● **INSTRUCTIONS FOR THE TASK**: Exactly as given, transcribe each entry that follows.

DATASET RECORDS below:

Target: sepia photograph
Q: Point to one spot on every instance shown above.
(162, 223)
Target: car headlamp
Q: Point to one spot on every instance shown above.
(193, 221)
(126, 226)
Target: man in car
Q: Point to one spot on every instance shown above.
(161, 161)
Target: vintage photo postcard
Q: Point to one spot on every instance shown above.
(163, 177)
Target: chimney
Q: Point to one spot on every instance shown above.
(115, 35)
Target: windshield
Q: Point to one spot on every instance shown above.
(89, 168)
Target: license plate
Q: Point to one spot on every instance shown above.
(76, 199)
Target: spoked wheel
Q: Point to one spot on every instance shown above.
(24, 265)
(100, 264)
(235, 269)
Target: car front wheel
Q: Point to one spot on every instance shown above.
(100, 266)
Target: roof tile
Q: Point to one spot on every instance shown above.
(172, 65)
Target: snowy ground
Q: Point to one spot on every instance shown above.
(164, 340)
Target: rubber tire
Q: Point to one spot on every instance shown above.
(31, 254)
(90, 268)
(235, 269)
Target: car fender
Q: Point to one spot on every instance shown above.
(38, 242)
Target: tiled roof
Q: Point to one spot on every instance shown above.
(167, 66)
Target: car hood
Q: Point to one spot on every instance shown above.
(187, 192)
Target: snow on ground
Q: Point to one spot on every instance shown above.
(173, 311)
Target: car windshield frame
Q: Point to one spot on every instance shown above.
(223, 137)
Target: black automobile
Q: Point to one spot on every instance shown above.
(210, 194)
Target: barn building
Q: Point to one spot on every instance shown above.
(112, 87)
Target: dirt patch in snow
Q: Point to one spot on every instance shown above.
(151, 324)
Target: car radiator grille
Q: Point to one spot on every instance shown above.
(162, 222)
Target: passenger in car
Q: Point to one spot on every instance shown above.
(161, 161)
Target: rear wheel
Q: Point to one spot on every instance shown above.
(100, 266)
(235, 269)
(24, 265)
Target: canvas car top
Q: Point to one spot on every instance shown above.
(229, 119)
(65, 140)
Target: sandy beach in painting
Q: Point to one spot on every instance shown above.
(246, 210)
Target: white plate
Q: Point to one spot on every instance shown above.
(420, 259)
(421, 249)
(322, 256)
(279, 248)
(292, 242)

End of DATASET RECORDS.

● **ANSWER AREA**:
Target: sepia photograph
Q: Point to one spot on every instance shown above.
(162, 223)
Target: car headlamp
Q: Point to one spot on every instance shown above.
(193, 221)
(126, 226)
Target: man in car
Q: Point to one spot on every instance shown above.
(161, 161)
Target: vintage photo postcard
Q: Point to one spot on every instance shown above.
(163, 177)
Target: chimney
Q: Point to one spot on every instance shown above.
(115, 35)
Target: windshield
Q: Point to one spot on every instance shown above.
(89, 168)
Target: license plate
Q: Point to one spot on every instance shown above.
(76, 199)
Target: spoked wheel
Q: Point to one spot on every instance shown above.
(24, 265)
(100, 264)
(235, 269)
Target: car front wheel
Q: Point to one spot on every instance shown above.
(100, 266)
Target: roof tile
Q: Point to one spot on every instance shown above.
(172, 65)
Target: snowy ground
Q: Point to one spot on every instance shown above.
(164, 340)
Target: rubber tire
Q: Point to one spot on every instance shown above.
(31, 254)
(90, 268)
(235, 269)
Target: car fender
Q: Point to one spot on every instance shown above.
(38, 242)
Target: tiled roof
Q: Point to one spot on every instance shown above.
(167, 66)
Target: car hood
Q: Point to one spot on every instance shown above.
(187, 192)
Target: snow on ground
Q: Point to one spot on every instance shown above.
(173, 311)
Target: car windshield frame
Q: Point to one spot on every instance shown above.
(223, 137)
Target: black automobile
Q: Point to one spot on every instance shown above.
(210, 194)
Target: barn building
Q: Point to one spot on every instance shown above.
(112, 87)
Target: dirt patch in snow
Q: Point to one spot on every instance shown above.
(151, 324)
Target: car radiator grille
Q: Point to one spot on every instance shown above.
(162, 222)
Target: passenger in car
Q: Point to one spot on every instance shown above.
(161, 161)
Target: rear wheel
Q: Point to one spot on every instance shown above.
(100, 266)
(235, 269)
(24, 265)
Target: canvas car top
Q: Point to one spot on every instance shown above.
(229, 119)
(65, 140)
Target: sandy beach in painting
Q: Point to one spot on every instance shown above.
(246, 210)
Target: white plate
Q: Point to one spot on every instance shown above.
(420, 259)
(421, 249)
(322, 256)
(279, 248)
(292, 242)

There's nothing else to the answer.